- 演習課題 -
1. 父を見送った息子の体験談から、「父と最後に交わしたことばが、」から「古屋に父を連れて帰りました。」まで（「古屋に父を連れて帰りました。」を含む）の部分を、一字も変えずに出力してください。
2. 父を見送った息子の体験談を、示された最後の文の後から書き続けること。

- 文書の抜粋 -

——————————

6月1日(月)特集:シリーズ『新型コロナウイルス罹患者の体験から学ぼう』症例6:故郷に戻れず逝った父 ⑧

症例6(その8)


第8節:ビジネスホテルで息子は父と約束の酒を酌み交わした   

 

父と最後に交わしたことばが、「退院したら一緒にお酒を飲もうね」ですから、近くのコンビニに行ったらお酒が売ってたものですから。

その日は父の遺骨の前にグラス1つ置いて、僕もグラス1つ置いて。ウイスキーを2人で。いろいろ父に語りかけながら、その晩はお酒を飲んで。やっと病院から出られてよかったねっていう話をはじめはしてたんですけど、やはりだんだんこみあげてくるものがあって。でも一晩じゅう泣いたというよりも、ずっと感謝のことばを言ったり、親不孝な子どもだったかなとか、そんなことを思いながら、ずいぶん飲んだせいで、その日はよく寝れて、次の日名古屋に父を連れて帰りました。

——————————

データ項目
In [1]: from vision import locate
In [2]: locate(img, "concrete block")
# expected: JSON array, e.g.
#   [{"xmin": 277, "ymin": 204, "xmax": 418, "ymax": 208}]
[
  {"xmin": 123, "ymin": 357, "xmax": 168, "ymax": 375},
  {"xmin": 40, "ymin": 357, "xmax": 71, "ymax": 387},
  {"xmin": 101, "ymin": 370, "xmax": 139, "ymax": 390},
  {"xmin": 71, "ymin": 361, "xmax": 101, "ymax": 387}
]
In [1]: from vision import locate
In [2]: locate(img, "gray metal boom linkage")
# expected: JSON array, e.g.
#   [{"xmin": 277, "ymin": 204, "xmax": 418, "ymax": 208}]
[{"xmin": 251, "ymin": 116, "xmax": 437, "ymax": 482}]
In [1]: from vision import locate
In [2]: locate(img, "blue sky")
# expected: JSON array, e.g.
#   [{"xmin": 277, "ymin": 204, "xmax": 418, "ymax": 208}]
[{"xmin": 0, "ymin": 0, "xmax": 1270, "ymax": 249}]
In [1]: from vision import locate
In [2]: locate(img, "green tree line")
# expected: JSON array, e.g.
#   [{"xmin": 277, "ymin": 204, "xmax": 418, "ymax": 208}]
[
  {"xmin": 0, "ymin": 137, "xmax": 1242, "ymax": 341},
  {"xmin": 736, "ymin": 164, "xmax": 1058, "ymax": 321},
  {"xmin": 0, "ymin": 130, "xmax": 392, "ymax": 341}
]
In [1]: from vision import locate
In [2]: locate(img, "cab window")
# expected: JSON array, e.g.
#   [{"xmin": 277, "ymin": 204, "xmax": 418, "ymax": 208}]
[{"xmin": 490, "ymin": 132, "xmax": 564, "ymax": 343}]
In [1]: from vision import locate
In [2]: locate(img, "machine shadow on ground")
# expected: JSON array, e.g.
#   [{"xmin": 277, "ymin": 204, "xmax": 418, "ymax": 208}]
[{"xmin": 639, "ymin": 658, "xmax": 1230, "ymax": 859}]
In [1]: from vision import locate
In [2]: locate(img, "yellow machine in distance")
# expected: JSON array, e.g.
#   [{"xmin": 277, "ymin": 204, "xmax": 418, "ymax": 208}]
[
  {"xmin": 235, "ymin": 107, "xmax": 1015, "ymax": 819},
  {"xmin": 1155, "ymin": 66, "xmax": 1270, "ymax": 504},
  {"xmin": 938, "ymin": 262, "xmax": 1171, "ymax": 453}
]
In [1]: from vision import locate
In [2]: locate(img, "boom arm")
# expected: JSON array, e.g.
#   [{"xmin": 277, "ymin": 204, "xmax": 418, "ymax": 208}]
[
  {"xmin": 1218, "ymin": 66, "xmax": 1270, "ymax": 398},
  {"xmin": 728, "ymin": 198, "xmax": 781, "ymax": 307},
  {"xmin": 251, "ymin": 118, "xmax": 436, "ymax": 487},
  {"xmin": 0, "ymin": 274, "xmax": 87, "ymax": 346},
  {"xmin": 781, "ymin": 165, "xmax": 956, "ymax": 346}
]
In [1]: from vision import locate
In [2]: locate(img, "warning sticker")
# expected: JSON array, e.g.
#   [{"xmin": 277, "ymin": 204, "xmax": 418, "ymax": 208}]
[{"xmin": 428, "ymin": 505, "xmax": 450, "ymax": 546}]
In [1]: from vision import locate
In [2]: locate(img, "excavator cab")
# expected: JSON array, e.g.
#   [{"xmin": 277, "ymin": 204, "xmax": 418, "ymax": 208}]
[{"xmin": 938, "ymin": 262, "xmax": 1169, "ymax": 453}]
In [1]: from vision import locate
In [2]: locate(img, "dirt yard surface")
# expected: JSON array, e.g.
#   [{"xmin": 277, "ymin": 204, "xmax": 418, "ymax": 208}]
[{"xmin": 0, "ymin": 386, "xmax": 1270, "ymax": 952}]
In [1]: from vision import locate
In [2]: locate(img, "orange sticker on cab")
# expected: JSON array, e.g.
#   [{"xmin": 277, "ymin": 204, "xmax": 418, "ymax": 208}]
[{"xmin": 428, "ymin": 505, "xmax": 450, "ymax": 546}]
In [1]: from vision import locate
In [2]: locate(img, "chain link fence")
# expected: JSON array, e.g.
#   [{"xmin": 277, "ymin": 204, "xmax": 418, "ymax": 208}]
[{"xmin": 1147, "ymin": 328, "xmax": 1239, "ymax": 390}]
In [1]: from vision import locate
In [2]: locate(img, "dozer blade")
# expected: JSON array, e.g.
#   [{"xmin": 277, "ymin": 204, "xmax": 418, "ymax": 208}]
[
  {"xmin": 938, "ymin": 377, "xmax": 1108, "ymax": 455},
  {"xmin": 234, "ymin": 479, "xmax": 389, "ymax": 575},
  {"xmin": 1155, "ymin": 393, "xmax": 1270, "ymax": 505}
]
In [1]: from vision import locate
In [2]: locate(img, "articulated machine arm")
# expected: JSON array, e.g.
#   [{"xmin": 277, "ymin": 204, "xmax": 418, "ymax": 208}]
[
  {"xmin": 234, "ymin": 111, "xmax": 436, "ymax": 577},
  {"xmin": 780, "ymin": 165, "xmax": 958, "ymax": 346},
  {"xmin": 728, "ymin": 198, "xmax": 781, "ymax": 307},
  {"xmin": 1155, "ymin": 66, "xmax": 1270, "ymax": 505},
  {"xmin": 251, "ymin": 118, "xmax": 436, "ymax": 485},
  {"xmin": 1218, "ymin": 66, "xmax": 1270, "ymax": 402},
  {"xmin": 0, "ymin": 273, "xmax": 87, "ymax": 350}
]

——————————

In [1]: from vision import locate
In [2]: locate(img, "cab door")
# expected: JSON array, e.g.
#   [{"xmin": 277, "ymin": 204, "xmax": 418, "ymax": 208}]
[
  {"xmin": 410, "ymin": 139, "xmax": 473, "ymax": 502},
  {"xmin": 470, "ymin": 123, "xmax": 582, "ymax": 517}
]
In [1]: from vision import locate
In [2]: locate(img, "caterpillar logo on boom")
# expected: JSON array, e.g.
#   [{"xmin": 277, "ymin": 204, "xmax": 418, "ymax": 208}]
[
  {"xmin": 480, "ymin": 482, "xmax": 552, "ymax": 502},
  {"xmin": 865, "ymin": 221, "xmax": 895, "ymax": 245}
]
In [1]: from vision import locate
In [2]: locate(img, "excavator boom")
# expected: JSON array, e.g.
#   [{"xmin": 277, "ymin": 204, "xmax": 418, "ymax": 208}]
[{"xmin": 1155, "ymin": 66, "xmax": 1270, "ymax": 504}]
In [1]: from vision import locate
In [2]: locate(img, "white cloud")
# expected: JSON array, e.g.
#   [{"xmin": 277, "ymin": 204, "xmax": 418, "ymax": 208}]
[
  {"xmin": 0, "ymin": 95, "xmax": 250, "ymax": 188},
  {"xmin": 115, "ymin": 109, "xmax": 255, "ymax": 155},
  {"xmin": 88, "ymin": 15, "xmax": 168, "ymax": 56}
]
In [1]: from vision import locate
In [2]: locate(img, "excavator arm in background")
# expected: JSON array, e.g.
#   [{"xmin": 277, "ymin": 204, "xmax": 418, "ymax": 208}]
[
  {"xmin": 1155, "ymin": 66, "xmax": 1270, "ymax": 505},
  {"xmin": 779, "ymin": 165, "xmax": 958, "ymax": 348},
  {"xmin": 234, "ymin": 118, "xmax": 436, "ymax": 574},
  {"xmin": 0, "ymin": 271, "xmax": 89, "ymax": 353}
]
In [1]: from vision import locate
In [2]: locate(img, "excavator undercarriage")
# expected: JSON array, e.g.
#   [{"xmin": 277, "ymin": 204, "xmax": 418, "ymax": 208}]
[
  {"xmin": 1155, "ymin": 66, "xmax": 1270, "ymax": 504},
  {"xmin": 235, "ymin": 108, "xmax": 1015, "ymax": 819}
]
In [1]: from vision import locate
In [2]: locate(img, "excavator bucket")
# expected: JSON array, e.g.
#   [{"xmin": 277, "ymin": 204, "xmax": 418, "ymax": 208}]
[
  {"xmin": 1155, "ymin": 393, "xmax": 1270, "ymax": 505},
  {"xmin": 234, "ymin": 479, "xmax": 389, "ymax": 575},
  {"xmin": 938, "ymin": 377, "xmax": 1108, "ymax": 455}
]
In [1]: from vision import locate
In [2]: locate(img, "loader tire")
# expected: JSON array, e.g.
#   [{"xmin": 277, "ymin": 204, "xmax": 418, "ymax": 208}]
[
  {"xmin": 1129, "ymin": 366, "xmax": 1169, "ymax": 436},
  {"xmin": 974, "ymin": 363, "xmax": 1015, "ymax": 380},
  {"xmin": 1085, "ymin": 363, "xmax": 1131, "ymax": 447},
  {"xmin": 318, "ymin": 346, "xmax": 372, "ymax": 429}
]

——————————

- 演習の解答 -
1.
父と最後に交わしたことばが、「退院したら一緒にお酒を飲もうね」ですから、近くのコンビニに行ったらお酒が売ってたものですから。

その日は父の遺骨の前にグラス1つ置いて、僕もグラス1つ置いて。ウイスキーを2人で。いろいろ父に語りかけながら、その晩はお酒を飲んで。やっと病院から出られてよかったねっていう話をはじめはしてたんですけど、やはりだんだんこみあげてくるものがあって。でも一晩じゅう泣いたというよりも、ずっと感謝のことばを言ったり、親不孝な子どもだったかなとか、そんなことを思いながら、ずいぶん飲んだせいで、その日はよく寝れて、次の日名古屋に父を連れて帰りました。

2.
 

 

第9節:

お骨になって帰ってきた夫~妻の話~            

 

感染を広げないようにと、一度も東京に行けなかった妻。夫をみとることも、最後に顔を見ることもできなかった

 

実感がわかないんですよね。元気なときから1度も会ってないから。その過程を見ていないので、頭ではわかっているんですけど何か受け入れられない。お骨も見てるのに、どうしてもまだ帰ってくるような気がしてね。遺骨を息子から受け取ったときも「お帰りなさい」って、いつもの会話ですよね。

 

だから毎日、朝「おはよう」って言ってね。朝コーヒーいれたら、「お父さん飲みな」って言って、日常生きてたときと同じような会話をしてます。主人は絶対元気になって帰ってくると思ってたのでね、

 

一緒に食べようと思ってたものが、そのまま冷凍室に残ってるんですよ。お肉なんですけど、松阪牛のお肉だったから、2人で食べたらもったいないと思ってね、今度息子が来たら食べようかなって思って入れてあったのを、この間、冷凍室開けて、あぁもう食べることできないんだ、食べさせてあげればよかったなって。何かにつけ、やっぱり思い出しますよね。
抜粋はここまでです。